Dataset entries
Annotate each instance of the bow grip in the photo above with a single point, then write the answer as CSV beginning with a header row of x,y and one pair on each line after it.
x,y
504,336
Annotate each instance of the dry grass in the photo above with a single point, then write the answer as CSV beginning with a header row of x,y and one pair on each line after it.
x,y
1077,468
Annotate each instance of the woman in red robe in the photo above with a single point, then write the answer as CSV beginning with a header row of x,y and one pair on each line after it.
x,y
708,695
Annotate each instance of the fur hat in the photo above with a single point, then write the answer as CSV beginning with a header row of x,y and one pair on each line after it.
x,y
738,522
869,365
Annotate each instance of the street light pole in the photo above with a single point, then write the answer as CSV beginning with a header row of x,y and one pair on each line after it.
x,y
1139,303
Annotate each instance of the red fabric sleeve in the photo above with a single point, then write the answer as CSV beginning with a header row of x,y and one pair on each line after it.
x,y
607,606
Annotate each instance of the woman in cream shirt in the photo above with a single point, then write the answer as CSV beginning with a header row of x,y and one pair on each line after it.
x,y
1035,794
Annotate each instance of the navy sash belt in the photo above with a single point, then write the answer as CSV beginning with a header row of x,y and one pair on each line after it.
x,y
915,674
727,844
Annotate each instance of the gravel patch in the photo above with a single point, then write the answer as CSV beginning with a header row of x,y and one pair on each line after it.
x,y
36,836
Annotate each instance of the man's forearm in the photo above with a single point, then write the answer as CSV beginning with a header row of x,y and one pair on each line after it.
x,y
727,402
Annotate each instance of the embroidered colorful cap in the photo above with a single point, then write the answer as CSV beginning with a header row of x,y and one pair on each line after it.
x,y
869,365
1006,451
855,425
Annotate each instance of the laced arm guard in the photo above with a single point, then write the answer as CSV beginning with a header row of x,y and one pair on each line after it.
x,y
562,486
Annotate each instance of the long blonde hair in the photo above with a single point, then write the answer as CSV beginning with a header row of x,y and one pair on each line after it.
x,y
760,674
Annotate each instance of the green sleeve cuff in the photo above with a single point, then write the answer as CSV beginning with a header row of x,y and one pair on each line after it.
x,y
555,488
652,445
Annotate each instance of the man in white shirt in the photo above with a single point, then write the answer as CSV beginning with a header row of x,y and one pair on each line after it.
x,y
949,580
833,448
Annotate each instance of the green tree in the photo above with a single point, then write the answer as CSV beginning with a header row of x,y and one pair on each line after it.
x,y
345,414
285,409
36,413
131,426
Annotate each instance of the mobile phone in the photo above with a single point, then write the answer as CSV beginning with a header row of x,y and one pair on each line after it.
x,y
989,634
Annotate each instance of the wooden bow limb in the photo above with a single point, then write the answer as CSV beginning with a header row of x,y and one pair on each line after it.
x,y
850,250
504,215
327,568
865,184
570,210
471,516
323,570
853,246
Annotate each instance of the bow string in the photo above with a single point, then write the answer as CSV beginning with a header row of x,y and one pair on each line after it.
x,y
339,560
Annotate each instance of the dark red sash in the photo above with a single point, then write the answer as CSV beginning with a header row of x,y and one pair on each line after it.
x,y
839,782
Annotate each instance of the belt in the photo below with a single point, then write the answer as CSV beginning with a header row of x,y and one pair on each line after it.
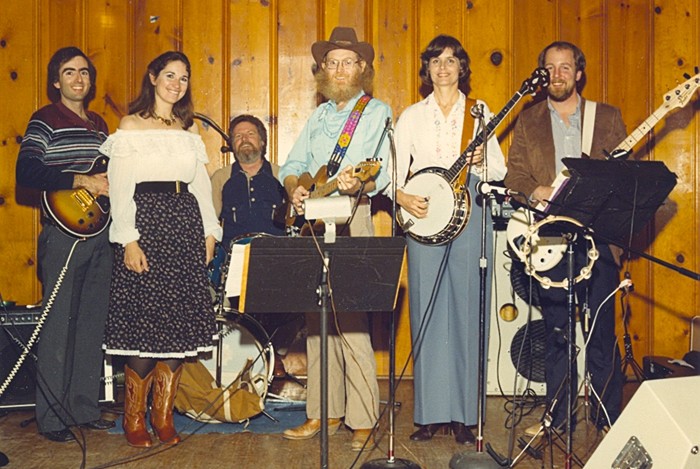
x,y
161,186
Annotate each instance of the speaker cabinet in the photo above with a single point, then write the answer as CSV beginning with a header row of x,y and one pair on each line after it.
x,y
516,353
16,327
660,427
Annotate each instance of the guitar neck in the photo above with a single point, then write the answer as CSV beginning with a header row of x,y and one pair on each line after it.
x,y
643,129
463,159
324,189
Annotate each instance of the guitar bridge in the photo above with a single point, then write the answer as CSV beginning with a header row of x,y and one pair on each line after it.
x,y
83,198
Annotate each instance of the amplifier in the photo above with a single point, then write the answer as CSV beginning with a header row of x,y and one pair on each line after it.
x,y
16,327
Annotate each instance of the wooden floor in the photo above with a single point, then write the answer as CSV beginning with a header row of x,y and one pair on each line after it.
x,y
26,449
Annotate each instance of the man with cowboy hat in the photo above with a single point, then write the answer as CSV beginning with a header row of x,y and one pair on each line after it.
x,y
342,132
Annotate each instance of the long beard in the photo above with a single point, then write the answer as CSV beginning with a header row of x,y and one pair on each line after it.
x,y
336,91
247,155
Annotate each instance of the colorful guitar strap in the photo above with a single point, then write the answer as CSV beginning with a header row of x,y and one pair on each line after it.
x,y
346,135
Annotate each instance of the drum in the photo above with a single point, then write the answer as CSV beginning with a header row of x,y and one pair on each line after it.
x,y
242,338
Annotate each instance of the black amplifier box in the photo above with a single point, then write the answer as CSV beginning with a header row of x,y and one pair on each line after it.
x,y
17,325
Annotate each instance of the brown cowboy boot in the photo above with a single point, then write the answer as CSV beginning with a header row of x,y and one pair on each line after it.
x,y
165,383
135,394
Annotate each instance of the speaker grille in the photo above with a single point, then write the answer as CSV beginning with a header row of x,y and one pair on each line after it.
x,y
532,356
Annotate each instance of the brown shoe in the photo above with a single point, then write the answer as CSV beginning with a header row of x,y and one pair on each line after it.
x,y
360,436
165,383
426,432
310,429
135,393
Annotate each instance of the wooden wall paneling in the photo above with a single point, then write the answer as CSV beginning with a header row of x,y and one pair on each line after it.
x,y
109,49
351,13
533,26
487,45
63,24
205,28
157,28
675,26
249,59
628,79
20,88
586,28
296,88
395,66
437,17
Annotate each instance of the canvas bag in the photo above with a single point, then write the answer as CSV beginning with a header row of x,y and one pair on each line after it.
x,y
200,398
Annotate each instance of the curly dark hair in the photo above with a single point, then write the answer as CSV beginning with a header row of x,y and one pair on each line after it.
x,y
436,47
144,104
262,132
579,57
60,57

### [Aim of the exercise]
Your task is to transcribe the line containing "Annotate each instance of the curly" and every line after it, through the last line of the data, exactly as written and with nothing more.

### [Answer section]
Annotate each instance of the curly dark hair in the photo above with a single point, then write the answer as CSV beginning with a header row of x,y and one pair on each line after it.
x,y
436,47
144,104
262,132
579,57
60,57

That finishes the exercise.